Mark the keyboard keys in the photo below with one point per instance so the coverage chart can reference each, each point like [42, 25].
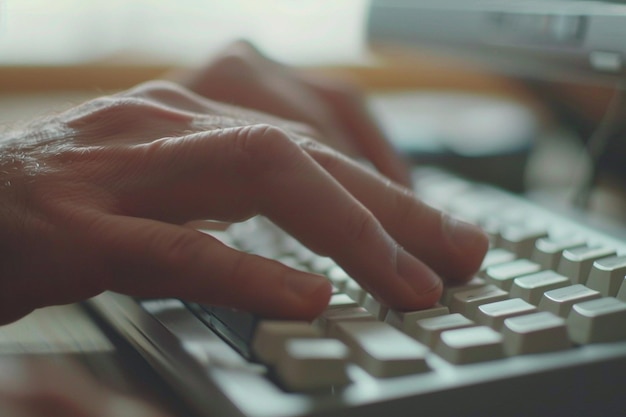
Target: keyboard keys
[469, 345]
[329, 319]
[467, 302]
[449, 291]
[535, 333]
[341, 301]
[576, 263]
[312, 364]
[548, 251]
[520, 239]
[355, 291]
[561, 300]
[621, 294]
[503, 275]
[406, 321]
[428, 330]
[531, 287]
[376, 309]
[607, 275]
[494, 314]
[382, 350]
[338, 277]
[597, 321]
[271, 336]
[496, 256]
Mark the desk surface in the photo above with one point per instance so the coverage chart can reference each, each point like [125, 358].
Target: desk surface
[69, 337]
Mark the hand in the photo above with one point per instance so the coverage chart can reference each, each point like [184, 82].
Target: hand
[39, 388]
[240, 75]
[96, 199]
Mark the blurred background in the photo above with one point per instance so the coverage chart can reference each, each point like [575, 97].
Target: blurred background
[435, 109]
[178, 32]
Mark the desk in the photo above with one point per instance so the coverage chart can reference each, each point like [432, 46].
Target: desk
[70, 338]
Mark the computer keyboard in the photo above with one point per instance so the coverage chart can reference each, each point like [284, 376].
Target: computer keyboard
[540, 330]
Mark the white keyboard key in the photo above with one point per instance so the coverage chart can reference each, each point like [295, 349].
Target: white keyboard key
[494, 314]
[406, 321]
[341, 301]
[503, 275]
[548, 251]
[312, 364]
[270, 337]
[338, 277]
[535, 333]
[597, 321]
[496, 256]
[531, 287]
[607, 275]
[328, 320]
[520, 239]
[469, 345]
[449, 291]
[321, 264]
[355, 291]
[382, 350]
[561, 300]
[375, 307]
[576, 262]
[621, 294]
[467, 302]
[428, 330]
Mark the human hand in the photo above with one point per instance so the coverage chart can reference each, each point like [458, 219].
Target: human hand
[240, 75]
[96, 199]
[40, 388]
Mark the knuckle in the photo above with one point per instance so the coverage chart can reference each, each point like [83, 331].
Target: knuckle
[266, 148]
[181, 251]
[361, 225]
[235, 63]
[157, 90]
[403, 204]
[112, 116]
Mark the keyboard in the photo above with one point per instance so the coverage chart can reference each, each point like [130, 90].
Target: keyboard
[540, 330]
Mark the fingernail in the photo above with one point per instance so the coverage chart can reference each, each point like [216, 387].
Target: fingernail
[420, 277]
[462, 235]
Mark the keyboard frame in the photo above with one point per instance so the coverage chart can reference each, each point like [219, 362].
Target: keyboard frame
[586, 380]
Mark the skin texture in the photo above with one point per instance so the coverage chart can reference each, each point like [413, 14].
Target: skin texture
[101, 197]
[96, 199]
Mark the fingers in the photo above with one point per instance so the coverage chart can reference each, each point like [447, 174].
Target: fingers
[243, 76]
[350, 109]
[153, 259]
[240, 172]
[452, 248]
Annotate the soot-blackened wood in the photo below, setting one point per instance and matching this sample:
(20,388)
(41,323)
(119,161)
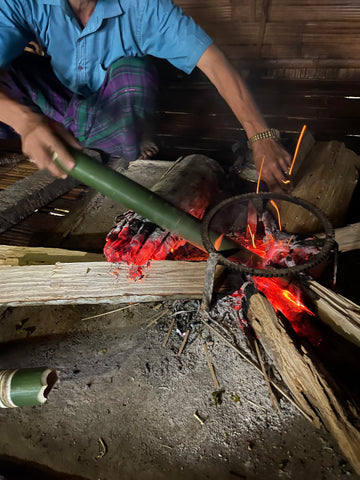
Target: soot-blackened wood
(327,179)
(311,385)
(191,183)
(21,199)
(11,255)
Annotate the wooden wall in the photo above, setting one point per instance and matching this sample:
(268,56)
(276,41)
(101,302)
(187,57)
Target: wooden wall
(287,38)
(300,58)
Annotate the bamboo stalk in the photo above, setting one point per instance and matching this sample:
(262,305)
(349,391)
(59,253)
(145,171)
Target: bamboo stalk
(27,386)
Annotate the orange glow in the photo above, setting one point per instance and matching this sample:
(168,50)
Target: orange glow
(296,301)
(217,243)
(260,173)
(297,148)
(252,236)
(278,212)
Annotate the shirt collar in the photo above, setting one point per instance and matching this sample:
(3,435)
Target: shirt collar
(108,8)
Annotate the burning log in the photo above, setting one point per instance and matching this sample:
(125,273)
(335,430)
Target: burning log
(190,184)
(311,385)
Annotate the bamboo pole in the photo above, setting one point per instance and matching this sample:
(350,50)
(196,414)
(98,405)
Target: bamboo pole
(27,386)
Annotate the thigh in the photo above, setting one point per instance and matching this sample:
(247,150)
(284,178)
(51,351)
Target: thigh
(31,81)
(114,118)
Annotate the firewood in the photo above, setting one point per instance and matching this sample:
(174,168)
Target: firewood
(11,255)
(327,179)
(339,313)
(311,385)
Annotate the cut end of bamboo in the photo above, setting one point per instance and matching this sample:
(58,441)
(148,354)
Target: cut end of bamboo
(26,387)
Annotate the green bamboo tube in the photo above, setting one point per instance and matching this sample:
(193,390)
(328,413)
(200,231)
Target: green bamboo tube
(134,196)
(27,386)
(143,201)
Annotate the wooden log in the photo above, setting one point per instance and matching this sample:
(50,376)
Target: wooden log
(25,196)
(10,255)
(103,282)
(311,385)
(336,311)
(98,282)
(327,179)
(348,238)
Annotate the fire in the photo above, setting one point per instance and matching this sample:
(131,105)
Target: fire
(217,243)
(136,241)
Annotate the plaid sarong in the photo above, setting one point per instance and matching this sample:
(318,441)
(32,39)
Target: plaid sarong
(111,120)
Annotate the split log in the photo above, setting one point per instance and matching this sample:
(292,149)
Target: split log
(348,238)
(336,311)
(311,385)
(99,282)
(10,255)
(327,179)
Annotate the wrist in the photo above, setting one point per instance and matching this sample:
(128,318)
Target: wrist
(25,121)
(271,133)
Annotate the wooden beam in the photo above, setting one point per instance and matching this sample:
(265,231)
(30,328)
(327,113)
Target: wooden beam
(21,199)
(339,313)
(348,238)
(310,384)
(10,255)
(99,282)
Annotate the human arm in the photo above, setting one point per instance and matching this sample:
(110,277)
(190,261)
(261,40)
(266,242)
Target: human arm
(40,136)
(232,88)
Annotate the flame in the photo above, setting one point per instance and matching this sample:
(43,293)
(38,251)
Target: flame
(252,236)
(278,213)
(302,133)
(217,243)
(260,173)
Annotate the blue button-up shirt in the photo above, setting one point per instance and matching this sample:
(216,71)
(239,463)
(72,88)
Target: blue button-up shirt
(116,29)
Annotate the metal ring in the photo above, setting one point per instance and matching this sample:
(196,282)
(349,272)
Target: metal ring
(328,245)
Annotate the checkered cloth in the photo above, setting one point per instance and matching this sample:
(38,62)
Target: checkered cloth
(111,120)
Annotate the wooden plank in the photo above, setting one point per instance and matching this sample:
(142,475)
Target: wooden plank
(348,238)
(339,313)
(12,255)
(313,388)
(24,197)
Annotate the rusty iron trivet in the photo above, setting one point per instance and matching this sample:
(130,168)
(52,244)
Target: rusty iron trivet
(260,201)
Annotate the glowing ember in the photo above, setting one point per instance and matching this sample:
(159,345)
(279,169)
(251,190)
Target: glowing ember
(136,241)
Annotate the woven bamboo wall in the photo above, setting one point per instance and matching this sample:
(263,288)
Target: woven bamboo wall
(302,39)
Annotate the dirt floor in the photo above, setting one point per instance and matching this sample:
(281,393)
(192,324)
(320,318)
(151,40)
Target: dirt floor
(126,407)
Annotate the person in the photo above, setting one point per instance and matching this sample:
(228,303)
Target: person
(97,88)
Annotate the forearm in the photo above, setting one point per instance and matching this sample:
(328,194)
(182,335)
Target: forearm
(15,114)
(233,89)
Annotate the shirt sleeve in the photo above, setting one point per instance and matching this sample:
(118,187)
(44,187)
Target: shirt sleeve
(166,32)
(14,31)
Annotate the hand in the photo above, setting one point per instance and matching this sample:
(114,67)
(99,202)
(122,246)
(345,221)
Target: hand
(276,164)
(41,137)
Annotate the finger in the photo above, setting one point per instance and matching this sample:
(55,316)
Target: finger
(59,154)
(43,162)
(68,137)
(284,162)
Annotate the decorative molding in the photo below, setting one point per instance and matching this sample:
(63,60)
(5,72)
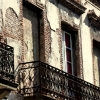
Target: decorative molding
(74,6)
(94,19)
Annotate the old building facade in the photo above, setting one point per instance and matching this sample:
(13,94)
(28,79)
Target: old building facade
(58,42)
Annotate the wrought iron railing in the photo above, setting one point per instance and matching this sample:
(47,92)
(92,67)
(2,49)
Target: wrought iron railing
(6,63)
(96,2)
(40,78)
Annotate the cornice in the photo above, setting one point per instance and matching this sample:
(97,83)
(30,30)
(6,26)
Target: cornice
(73,5)
(94,19)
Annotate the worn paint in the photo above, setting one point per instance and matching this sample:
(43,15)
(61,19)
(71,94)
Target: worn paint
(13,4)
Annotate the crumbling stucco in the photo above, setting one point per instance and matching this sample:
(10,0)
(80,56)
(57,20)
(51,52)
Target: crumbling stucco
(16,44)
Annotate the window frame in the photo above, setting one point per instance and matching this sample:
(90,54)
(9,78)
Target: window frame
(65,61)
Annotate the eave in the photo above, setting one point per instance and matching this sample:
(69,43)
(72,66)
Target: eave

→ **What is being asked**: Retype, exactly and in full, the lines above from the one containing "Annotate the plaid" through the one containing "Annotate the wrist".

→ **Task response**:
Annotate the plaid sarong in the photo above, setting one point per instance and matching this sample:
(318,441)
(32,39)
Target: plaid sarong
(111,120)
Annotate the split log in the photo above, setting one point per instance and matching this sample:
(292,149)
Target: split log
(348,238)
(336,311)
(311,385)
(99,282)
(10,255)
(327,179)
Annotate the wrist in the photo above, setting one point per instance and matching this sample:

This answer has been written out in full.